EXERCISE BRIEF:
Below are some entries. Copy each line that holds the string "water".
Segment Start: RECORDS SHOWN
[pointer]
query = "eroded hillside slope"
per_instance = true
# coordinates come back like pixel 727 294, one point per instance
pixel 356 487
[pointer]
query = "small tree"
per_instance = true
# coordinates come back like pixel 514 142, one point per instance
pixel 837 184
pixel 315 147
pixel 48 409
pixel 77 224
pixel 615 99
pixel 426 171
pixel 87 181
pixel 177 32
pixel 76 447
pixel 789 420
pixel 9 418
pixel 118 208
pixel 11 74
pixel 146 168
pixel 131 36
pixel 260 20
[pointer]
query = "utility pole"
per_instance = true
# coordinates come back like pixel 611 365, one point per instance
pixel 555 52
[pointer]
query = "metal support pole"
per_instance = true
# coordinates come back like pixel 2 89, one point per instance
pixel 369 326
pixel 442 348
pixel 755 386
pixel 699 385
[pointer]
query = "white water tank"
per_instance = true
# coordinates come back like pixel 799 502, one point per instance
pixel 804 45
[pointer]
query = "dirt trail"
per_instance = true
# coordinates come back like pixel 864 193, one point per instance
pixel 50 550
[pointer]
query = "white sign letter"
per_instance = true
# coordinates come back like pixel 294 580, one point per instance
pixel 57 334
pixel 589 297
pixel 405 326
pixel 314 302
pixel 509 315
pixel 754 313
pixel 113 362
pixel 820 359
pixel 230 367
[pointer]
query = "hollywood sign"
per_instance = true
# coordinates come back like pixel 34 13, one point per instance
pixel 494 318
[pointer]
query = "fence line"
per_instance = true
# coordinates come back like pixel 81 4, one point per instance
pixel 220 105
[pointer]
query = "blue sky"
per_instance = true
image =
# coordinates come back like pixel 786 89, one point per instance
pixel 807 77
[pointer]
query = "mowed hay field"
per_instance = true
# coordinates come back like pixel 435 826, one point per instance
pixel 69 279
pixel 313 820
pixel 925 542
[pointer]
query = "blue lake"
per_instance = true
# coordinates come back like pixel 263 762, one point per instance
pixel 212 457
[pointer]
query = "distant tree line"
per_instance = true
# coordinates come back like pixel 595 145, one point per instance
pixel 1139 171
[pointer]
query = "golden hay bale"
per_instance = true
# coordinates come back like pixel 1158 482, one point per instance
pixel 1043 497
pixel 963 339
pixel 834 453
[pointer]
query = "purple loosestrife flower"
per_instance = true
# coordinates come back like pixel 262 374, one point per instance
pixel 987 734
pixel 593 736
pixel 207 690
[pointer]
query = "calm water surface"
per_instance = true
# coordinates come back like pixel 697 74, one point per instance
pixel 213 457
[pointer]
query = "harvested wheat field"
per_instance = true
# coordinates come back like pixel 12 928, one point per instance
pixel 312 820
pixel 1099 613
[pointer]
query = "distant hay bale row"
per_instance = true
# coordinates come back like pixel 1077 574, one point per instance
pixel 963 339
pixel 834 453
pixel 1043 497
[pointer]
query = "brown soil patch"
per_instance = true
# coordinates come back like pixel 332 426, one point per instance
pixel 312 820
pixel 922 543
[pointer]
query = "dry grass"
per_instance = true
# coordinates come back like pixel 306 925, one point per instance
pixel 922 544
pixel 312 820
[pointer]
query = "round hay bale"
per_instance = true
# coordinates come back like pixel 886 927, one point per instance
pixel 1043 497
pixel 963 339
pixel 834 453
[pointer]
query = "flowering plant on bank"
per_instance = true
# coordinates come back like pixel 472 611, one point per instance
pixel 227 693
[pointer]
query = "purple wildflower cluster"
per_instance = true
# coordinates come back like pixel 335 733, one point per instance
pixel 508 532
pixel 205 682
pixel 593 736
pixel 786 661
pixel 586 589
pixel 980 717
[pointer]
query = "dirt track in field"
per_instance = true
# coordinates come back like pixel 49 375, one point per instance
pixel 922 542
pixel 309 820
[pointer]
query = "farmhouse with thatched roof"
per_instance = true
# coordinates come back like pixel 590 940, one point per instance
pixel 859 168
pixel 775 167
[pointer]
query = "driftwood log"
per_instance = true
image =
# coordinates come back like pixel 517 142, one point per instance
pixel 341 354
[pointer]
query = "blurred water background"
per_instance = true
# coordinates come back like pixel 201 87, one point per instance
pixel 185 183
Segment End: RECORDS SHOWN
EXERCISE OUTPUT:
query = "white water tank"
query = "calm water surface"
query = "blurred water background"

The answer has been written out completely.